§ **What you are asked to do**:
Each line below should be quoted exactly, please.

§ **Input data**:
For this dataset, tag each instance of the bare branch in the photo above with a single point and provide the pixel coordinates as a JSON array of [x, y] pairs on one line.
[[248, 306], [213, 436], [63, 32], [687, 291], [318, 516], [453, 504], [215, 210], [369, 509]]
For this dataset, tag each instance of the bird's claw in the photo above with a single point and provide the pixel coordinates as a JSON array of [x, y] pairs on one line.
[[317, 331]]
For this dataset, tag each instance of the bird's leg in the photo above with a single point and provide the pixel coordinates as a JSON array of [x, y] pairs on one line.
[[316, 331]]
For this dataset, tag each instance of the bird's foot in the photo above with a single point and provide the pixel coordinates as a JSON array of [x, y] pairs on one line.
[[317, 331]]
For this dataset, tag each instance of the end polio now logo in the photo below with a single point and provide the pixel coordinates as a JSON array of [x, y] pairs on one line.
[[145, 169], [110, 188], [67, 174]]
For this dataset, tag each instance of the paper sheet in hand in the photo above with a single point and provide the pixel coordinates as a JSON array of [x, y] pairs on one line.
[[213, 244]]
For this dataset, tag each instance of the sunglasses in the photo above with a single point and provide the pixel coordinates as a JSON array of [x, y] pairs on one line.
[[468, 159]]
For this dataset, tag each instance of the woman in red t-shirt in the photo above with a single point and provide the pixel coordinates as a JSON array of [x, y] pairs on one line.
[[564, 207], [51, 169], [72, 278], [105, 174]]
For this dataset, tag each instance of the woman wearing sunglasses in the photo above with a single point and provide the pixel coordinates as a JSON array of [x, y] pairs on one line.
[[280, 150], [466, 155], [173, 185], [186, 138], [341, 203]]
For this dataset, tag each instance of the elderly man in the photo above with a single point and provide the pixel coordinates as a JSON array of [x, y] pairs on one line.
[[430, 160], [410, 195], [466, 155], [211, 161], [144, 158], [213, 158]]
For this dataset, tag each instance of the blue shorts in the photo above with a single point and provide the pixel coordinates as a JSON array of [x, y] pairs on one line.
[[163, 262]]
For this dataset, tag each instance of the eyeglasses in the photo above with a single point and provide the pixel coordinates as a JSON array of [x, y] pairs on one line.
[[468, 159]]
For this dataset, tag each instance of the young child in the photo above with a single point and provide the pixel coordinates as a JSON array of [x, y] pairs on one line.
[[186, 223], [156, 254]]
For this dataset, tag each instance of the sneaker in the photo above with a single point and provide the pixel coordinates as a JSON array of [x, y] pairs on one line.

§ **Exercise response**:
For this dataset, tag each instance of the bare branch in the photo above with a single point and provide the pixel coordinates as a JSON array of [x, y] pairs on one line.
[[248, 306], [213, 436], [63, 32], [687, 291], [318, 516], [453, 504], [215, 210], [369, 509]]
For this dataset, tag each instance of the bird's claw in the photo above with a single point and provide the pixel coordinates as a JSON array of [x, y] pairs on one line.
[[317, 331]]
For this dataset, tag each instance of the bird's leg in the photo above with a single point and provide the pixel coordinates as a JSON array of [x, y] pairs on one line.
[[316, 331]]
For this dataset, tag each instance of the bird's foot in the photo above with a single point and provide the pixel coordinates as a JSON array of [x, y] pairs on one line.
[[317, 331]]
For this dataset, tag each instance of the end polio now logo in the photo below with a single point and provide the pixel coordinates as a JSON array of [x, y] pairs on one line.
[[145, 169], [110, 188], [67, 174]]
For this dataset, tag each instance of the paper sheet in hand in the photo above with a single point and provide the pixel coordinates as a JSON array of [x, y] pairs on one line.
[[213, 244]]
For this dataset, tag each instance of the sunglasses in the photo above with a single point and provide the pixel coordinates as a JSON array of [x, y] pairs on one line.
[[468, 159]]
For this dataset, tag each instance of the woman in red t-shirt in the photo above with a single point and provide the pixel coordinates as a JSON array of [x, y] pairs on one line.
[[564, 207], [51, 169], [72, 278], [105, 174]]
For this dataset, tag each instance of the woman wearing sunglasses in the photo above with a single point and provide the pixel coordinates as a JSON array of [x, y] pairs on one line.
[[280, 150], [466, 155], [173, 185], [186, 138], [341, 203]]
For this dataset, tag each instance of the elderly man in the photo above with a single point and provide the pixel coordinates as a JSON array of [x, y] pairs on one line.
[[430, 160], [410, 195], [466, 155], [211, 161], [144, 158], [213, 158]]
For this dataset, tag each instance of the blue shorts in the photo above with a single point and provide the pixel coordinates as a JSON array of [x, y] pairs on one line.
[[163, 262]]
For this dataset, tag each instance of the eyeglasses in the photo above with a single point and provide the pixel coordinates as a JSON array of [x, y] pairs on one line.
[[468, 159]]
For this dataset, tag each instance of the young child in the photo above with a single point and provide the pixel coordinates as a JSON array of [x, y] pairs on one line.
[[186, 223], [156, 254]]
For this dataset, tag each instance of the sneaker in the photo above with a single point and provide the pixel coordinates as a JSON array of [x, y] pairs on one line.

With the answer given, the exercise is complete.